Extract:
-=-=-=-=-

The expired permit for Taconite Harbor is now more than a decade overdue, causing significant breaches of federal health-based standards for sulfur dioxide pollution, putting nearby Northern Minnesota communities, iconic public parks, and recreation areas at risk.The Boswell coal plant is nearly three years expired. Similarly, it fails to protect against violations of health-based standards for sulfur dioxide pollution.
Exposure to sulfur dioxide pollution from coal plants and other sources for as little as five minutes can cause lung function impacts, asthma attacks, and respiratory and cardiovascular diseases. Children and adults with asthma are particularly at risk for adverse health effects from short-term sulfur dioxide pollution exposure. According to the Minnesota Department of Health, northeastern Minnesota has the highest rates per capita of asthma-related emergency department visits and hospitalizations in the state.
“Minnesota Power’s dirty coal plants threaten our health and natural treasures, like the Superior Hiking Trail,” said Dr. Gordy Dodge of Schroeder, Minn. “It’s time for the pollution control agency to step in and compel Minnesota Power to do the right thing. The people and places of northeastern Minnesota deserve better than harmful coal pollution.”
A recent settlement agreement between Minnesota Power and the Environmental Protection Agency requires these plants to reduce emissions, but air pollution modeling conducted by experts demonstrates that pollution from Minnesota Power’s Taconite Harbor coal plant will continue to result in significant violations of EPA clean air standards for sulfur dioxide pollution.

-=-=-=-=-

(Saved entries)
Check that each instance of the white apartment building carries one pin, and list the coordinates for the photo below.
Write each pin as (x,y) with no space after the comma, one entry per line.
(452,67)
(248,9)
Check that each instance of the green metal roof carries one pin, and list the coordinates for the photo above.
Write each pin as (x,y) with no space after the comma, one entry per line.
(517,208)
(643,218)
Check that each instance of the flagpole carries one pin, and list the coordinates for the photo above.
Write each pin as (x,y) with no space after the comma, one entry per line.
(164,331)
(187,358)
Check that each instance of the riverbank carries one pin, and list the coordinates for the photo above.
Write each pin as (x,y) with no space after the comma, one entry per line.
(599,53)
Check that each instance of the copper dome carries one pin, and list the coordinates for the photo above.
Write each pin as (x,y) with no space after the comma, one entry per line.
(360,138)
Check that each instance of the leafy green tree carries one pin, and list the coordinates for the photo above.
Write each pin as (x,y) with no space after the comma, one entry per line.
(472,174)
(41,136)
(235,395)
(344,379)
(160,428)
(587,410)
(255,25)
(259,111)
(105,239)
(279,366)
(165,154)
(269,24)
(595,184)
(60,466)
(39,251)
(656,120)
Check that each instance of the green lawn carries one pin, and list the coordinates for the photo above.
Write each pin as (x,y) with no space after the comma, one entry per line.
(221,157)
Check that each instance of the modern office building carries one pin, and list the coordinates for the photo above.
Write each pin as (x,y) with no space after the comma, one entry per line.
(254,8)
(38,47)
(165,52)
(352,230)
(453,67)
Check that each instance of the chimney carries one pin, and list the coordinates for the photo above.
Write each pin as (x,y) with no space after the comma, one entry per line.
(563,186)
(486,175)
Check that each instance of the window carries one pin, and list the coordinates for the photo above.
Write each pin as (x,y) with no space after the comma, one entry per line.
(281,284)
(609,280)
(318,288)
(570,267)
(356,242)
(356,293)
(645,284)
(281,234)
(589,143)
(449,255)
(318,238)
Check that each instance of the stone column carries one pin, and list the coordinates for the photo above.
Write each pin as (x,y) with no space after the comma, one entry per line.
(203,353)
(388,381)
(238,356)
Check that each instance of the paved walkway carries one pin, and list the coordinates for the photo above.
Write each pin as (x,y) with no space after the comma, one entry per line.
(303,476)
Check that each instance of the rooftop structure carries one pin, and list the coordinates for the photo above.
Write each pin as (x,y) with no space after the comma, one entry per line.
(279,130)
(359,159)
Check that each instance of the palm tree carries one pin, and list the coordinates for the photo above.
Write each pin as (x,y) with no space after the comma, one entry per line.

-=-=-=-=-

Task 1:
According to the Minnesota Department of Health, as cited in the text on Minnesota Power's coal plants, which part of Minnesota has the highest per capita rates of asthma-related emergency department visits and hospitalizations?
Task 2:
List every health effect that the text on Minnesota Power's coal plants says exposure to sulfur dioxide pollution can cause.
Task 3:
Write what comes next in the text on Minnesota Power's coal plants, picking up after its final sentence.
The listing has no connection to the text on Minnesota Power's coal plants.

Your response 1:
Northeastern Minnesota.

Your response 2:
Lung function impacts, asthma attacks, respiratory diseases, and cardiovascular diseases.

Your response 3:
Minnesota Power’s Taconite Harbor coal plant pollution also adversely impacts some of the state’s most popular and iconic parks and public spaces, including the Superior Hiking Trail, Temperance River State Park, Crosby-Manitou State Park, Lutsen Mountains ski area, and the Sugarbush Ski trail on the shore of Lake Superior.
“Minnesotans prize these outdoor recreation resources and expect to breathe clean air as we enjoy the great outdoors,” said Ann Miller of Duluth.
The Minnesota Pollution Control Agency is responsible for requiring Minnesota Power to comply with the federal health-based standards for sulfur dioxide pollution (known as 1-hour national ambient air quality standards for sulfur dioxide) and updating the outdated permits. Relying on the pollution reduction limits outlined in Minnesota Power’s settlement for other clean air violations at its coal plants is not sufficient to protect public health.
Sierra Club, Minnesota Center for Environmental Advocacy and Fresh Energy met with the Minnesota Pollution Control Agency today to discuss a plan to address the out-dated permits and ongoing clean air concerns with Minnesota Power’s coal plants.